AIM OF THE EXERCISE -> Below is a listing to transcribe in full and exactly; keep the pictures out.

RECORDS SHOWN ->
--*--
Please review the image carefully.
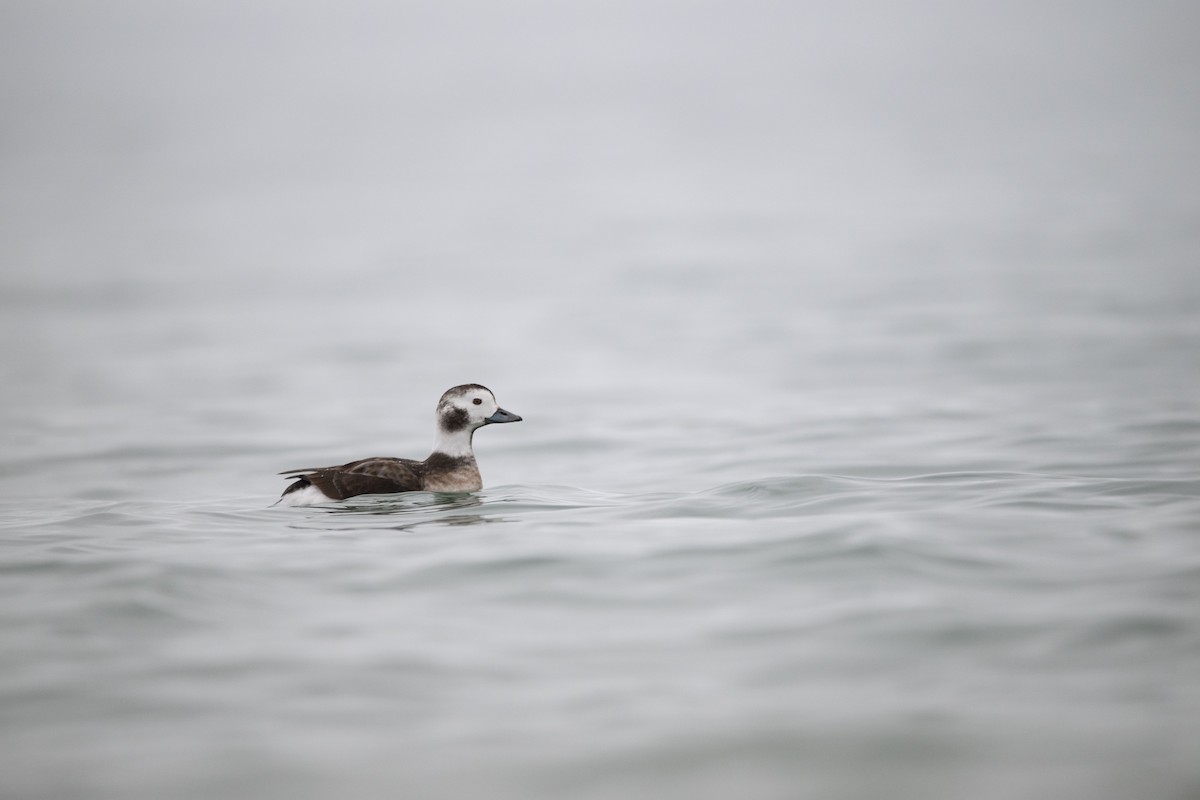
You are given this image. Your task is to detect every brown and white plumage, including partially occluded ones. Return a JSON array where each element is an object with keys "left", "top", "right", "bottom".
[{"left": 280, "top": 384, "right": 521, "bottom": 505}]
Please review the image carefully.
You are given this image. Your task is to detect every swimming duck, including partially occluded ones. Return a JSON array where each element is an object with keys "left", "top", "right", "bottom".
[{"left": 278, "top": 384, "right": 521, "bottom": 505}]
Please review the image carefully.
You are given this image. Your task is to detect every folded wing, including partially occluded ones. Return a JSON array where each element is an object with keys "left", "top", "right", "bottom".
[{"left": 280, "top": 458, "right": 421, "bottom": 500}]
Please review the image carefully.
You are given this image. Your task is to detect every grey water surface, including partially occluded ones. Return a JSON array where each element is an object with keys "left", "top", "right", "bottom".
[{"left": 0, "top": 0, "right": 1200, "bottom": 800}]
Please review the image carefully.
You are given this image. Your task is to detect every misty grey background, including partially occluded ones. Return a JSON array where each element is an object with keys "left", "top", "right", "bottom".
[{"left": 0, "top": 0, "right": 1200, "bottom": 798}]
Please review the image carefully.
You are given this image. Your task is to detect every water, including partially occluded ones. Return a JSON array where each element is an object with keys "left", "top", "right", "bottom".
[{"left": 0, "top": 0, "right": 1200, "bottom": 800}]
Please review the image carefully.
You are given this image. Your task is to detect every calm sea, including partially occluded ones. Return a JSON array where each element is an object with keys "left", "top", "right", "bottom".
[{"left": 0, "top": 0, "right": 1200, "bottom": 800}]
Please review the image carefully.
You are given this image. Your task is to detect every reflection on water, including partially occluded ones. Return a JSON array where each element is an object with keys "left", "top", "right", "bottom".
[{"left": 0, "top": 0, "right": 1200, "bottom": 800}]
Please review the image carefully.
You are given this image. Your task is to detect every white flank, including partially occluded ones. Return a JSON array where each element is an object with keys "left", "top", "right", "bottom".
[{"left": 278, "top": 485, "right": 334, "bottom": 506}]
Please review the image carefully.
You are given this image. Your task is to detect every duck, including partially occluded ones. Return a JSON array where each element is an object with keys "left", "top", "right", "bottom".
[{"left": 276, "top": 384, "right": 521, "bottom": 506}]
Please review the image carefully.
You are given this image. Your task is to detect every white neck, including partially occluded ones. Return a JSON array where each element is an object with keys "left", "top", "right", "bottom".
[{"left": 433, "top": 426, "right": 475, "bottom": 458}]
--*--
WORKED ANSWER ->
Please review the image carefully.
You are given this image. Your task is to detect every brown and white plumage, including partially occluded ones. Return a JSON array where each element is an object with keys "left", "top", "right", "bottom".
[{"left": 280, "top": 384, "right": 521, "bottom": 505}]
Please review the image carefully.
You are given this image. Your task is to detect every swimming duck, including partially occluded ones. Return a JSON array where each element is an object with keys "left", "top", "right", "bottom".
[{"left": 278, "top": 384, "right": 521, "bottom": 505}]
Please review the image carefully.
You are given this image. Your task is to detect every folded wing, including partially occluded ones. Return a JSON array where each element is an object with keys "left", "top", "right", "bottom".
[{"left": 280, "top": 458, "right": 421, "bottom": 500}]
Please review the image carefully.
You are given this image. Your task is to detect every grey water surface, including partially occluded ones. Return a JSON array where each element is an object with keys "left", "top", "right", "bottom".
[{"left": 0, "top": 0, "right": 1200, "bottom": 800}]
Please review the image carefully.
You are given this image. Your task is to detect every misty grey background, including partially occluded ones. Return a JSON array where each element is an object with keys "left", "top", "right", "bottom".
[{"left": 0, "top": 0, "right": 1200, "bottom": 798}]
Please review the image carefully.
You are given this image. Your task is to detect every water, including partially occluded ones. Return a JSON array where each element is an object with keys "left", "top", "right", "bottom".
[{"left": 0, "top": 0, "right": 1200, "bottom": 800}]
Please review the image carefully.
You are given this image. Your task is to detect every calm sea, including partially occluded ones. Return a JSON array where each element is an object with keys "left", "top", "right", "bottom".
[{"left": 0, "top": 0, "right": 1200, "bottom": 800}]
Please review the image carefully.
You are given this image. Your task is to detect every reflection on water, including partially occluded ones. Return a JSON array where each element is an object with keys "left", "top", "right", "bottom".
[{"left": 0, "top": 0, "right": 1200, "bottom": 800}]
Please review the image carefully.
You are given this image. Your task is to detect every white flank, including partially occluded ones. Return a JSON array where each element is an object with keys "left", "top", "right", "bottom".
[{"left": 278, "top": 485, "right": 334, "bottom": 506}]
Please review the image carefully.
You are given this image. Your task is to detect every duck, including partially occluded ones. Return a JSON array where each element is an object with keys "left", "top", "right", "bottom".
[{"left": 276, "top": 384, "right": 521, "bottom": 506}]
Please review the image carefully.
You are given this image. Your task is to detect every white neck, including partially occluded ones. Return a JSON array where each element is an object with keys "left", "top", "right", "bottom".
[{"left": 433, "top": 426, "right": 475, "bottom": 458}]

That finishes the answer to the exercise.